START GIVEN DATA

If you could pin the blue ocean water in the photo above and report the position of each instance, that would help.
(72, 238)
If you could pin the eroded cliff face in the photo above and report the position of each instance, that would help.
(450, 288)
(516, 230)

END GIVEN DATA

TASK BRIEF ▸ A verbatim copy of all the records is required. Write it out in full.

FINISHED TASK ▸
If you could pin the blue ocean water in the photo above and report the position of each instance, that would help.
(72, 238)
If you could pin the eroded cliff face in the photo above and report the position of each instance, that would help.
(450, 288)
(516, 230)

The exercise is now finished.